[START OF RECORDS FOR THIS TASK]
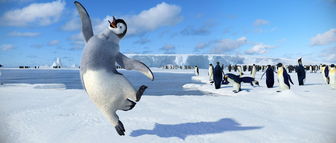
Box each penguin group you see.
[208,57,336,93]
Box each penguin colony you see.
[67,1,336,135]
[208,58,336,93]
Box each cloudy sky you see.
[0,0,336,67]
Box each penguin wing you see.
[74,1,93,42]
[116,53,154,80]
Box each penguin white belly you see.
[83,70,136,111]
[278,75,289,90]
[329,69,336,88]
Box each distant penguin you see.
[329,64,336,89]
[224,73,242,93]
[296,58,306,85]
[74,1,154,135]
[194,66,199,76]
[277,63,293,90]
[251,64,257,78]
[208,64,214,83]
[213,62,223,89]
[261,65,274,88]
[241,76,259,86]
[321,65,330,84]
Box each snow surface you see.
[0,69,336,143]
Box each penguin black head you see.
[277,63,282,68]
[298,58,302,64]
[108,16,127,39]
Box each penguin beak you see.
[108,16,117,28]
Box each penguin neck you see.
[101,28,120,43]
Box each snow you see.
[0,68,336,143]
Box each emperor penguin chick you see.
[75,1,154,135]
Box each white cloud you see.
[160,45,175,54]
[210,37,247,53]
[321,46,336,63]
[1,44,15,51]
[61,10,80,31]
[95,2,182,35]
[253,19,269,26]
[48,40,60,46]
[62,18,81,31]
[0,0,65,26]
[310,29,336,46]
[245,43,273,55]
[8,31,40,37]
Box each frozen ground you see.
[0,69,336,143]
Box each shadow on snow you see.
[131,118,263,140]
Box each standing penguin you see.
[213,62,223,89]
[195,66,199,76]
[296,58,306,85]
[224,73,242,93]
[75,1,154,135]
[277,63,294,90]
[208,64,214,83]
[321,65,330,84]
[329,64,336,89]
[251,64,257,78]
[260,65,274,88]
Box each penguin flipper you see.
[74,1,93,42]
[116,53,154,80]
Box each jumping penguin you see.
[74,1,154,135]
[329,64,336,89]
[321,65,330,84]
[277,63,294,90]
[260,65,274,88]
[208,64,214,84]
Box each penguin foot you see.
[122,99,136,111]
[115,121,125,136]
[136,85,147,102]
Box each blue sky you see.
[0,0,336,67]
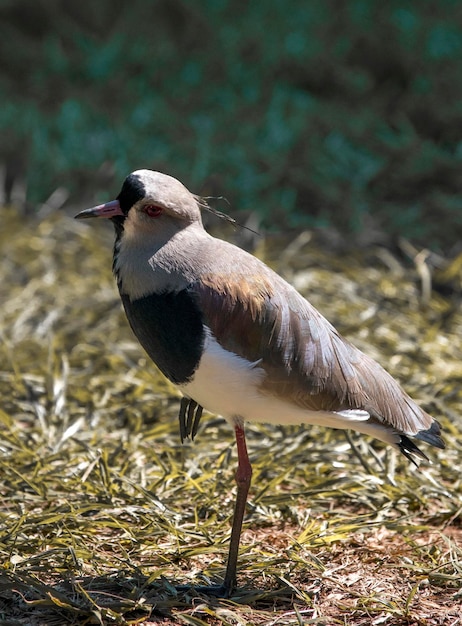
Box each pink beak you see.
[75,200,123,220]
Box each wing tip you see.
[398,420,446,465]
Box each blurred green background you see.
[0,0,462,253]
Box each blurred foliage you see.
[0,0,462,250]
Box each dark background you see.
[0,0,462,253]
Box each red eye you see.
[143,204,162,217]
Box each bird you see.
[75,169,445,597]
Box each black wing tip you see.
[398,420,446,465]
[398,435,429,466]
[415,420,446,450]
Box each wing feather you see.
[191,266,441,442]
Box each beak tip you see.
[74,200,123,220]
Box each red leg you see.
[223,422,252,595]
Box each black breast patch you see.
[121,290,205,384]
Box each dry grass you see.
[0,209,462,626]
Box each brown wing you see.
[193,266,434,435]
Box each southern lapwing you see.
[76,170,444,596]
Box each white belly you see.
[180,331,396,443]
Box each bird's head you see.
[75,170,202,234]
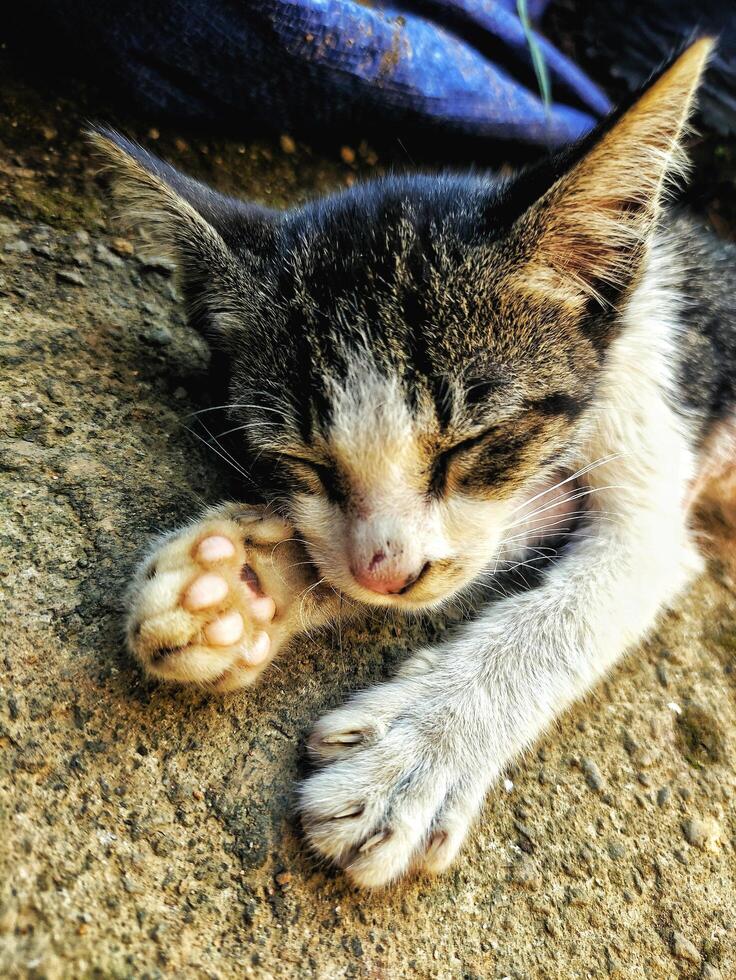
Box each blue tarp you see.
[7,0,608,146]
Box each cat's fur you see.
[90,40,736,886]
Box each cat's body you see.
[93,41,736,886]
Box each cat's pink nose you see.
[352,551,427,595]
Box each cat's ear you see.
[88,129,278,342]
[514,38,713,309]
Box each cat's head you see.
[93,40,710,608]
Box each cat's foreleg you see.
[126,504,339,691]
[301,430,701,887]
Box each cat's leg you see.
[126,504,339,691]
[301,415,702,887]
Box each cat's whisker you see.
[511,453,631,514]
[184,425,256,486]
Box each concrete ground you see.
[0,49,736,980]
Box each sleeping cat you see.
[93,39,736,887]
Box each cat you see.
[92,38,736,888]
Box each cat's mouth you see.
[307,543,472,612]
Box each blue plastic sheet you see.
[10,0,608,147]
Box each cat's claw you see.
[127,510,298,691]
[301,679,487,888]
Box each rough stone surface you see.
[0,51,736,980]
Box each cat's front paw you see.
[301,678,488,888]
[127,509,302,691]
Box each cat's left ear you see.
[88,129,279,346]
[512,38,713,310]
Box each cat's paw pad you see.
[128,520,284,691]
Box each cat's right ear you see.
[END OF RECORDS FOR THIS TASK]
◆ EXERCISE
Rewrite the data above, changing every "Box each" to "Outline each" and keeping everything else the same. Leave the pictures out of your answer.

◆ RESULT FOR THIS EXERCISE
Outline each penguin group you see.
[208,57,336,93]
Outline each penguin colony you see.
[67,1,336,135]
[208,58,336,93]
Outline each cloudy sky you see.
[0,0,336,67]
Outline each penguin wing you see.
[74,1,93,42]
[116,53,154,80]
Outline each penguin white belly you see.
[83,70,136,111]
[278,75,289,90]
[329,69,336,88]
Outline each distant penguin you see.
[329,64,336,89]
[224,73,242,93]
[296,58,306,85]
[74,1,154,135]
[194,66,199,76]
[277,63,293,90]
[251,64,257,78]
[208,64,214,83]
[213,62,223,89]
[261,65,274,88]
[241,76,259,86]
[321,65,330,84]
Outline each snow surface you see.
[0,69,336,143]
Outline each penguin black head you see.
[277,63,282,68]
[298,58,302,64]
[108,16,127,39]
Outline each penguin beak you see.
[108,16,117,28]
Outline each penguin neck you see.
[101,28,120,43]
Outline each snow you see.
[0,68,336,143]
Outline each emperor penguin chick you see.
[75,1,154,135]
Outline each white cloud you see.
[160,45,175,54]
[210,37,247,53]
[321,46,336,63]
[1,44,15,51]
[61,10,80,31]
[95,2,182,35]
[253,19,269,26]
[48,40,60,46]
[62,18,81,31]
[0,0,65,26]
[310,29,336,46]
[245,43,273,55]
[8,31,40,37]
Outline each frozen ground you see.
[0,69,336,143]
Outline each shadow on snow you see.
[131,118,263,140]
Outline each standing penguin you see.
[213,62,223,89]
[195,66,199,76]
[296,58,306,85]
[224,73,242,93]
[75,1,154,135]
[277,63,294,90]
[208,64,214,83]
[321,65,330,84]
[329,64,336,89]
[251,64,257,78]
[260,65,274,88]
Outline each penguin flipper you see.
[74,1,93,42]
[116,53,154,80]
Outline each jumping penguin you see.
[74,1,154,135]
[329,64,336,89]
[321,65,330,84]
[277,63,294,90]
[260,65,274,88]
[208,64,214,84]
Outline each penguin foot you see.
[122,99,136,111]
[115,121,125,136]
[136,85,147,102]
Outline each blue sky you see.
[0,0,336,67]
Outline each pink beak you see.
[75,200,123,220]
Outline each wing tip you see.
[398,420,446,465]
Outline each blurred green background you see.
[0,0,462,253]
Outline each blurred foliage you see.
[0,0,462,250]
Outline each dark background you see.
[0,0,462,253]
Outline each red eye you see.
[143,204,162,217]
Outline each bird you see.
[75,169,445,597]
Outline each black wing tip you see.
[398,420,446,465]
[398,435,429,466]
[415,420,446,450]
Outline each wing feather you see.
[191,266,441,442]
Outline each beak tip you see.
[74,200,123,220]
Outline each red leg you see.
[223,422,252,595]
Outline each black breast patch you see.
[121,290,205,384]
Outline each dry grass you see.
[0,209,462,626]
Outline each brown wing you see.
[193,266,434,435]
Outline each southern lapwing you see.
[76,170,444,596]
Outline each white belly you see.
[180,331,396,443]
Outline each bird's head you see.
[75,170,202,234]
Outline each blue tarp you see.
[7,0,608,146]
Outline each cat's fur you see.
[90,40,736,886]
Outline each cat's body you see.
[93,41,736,886]
Outline each cat's pink nose you see.
[352,551,427,595]
Outline each cat's ear you see.
[88,129,278,342]
[514,38,713,309]
Outline each cat's head you see.
[93,40,710,608]
Outline each cat's foreleg you see.
[126,504,339,691]
[301,430,701,887]
Outline each cat's leg you see.
[126,504,339,691]
[301,415,702,887]
Outline each cat's whisker you see.
[511,453,631,514]
[184,425,256,486]
Outline each concrete ground you see.
[0,49,736,980]
Outline each sleeping cat you see.
[93,39,736,887]
Outline each cat you see.
[92,38,736,888]
Outline each cat's mouth you see.
[307,543,472,612]
Outline each blue plastic sheet you see.
[10,0,608,147]
Outline each cat's claw you see.
[127,510,298,691]
[301,679,487,888]
Outline each rough stone surface you see.
[0,51,736,980]
Outline each cat's front paw you see.
[301,678,488,888]
[127,509,302,691]
Outline each cat's left ear you see.
[88,129,279,346]
[512,38,713,310]
Outline each cat's paw pad you see.
[128,520,284,691]
Outline each cat's right ear you see.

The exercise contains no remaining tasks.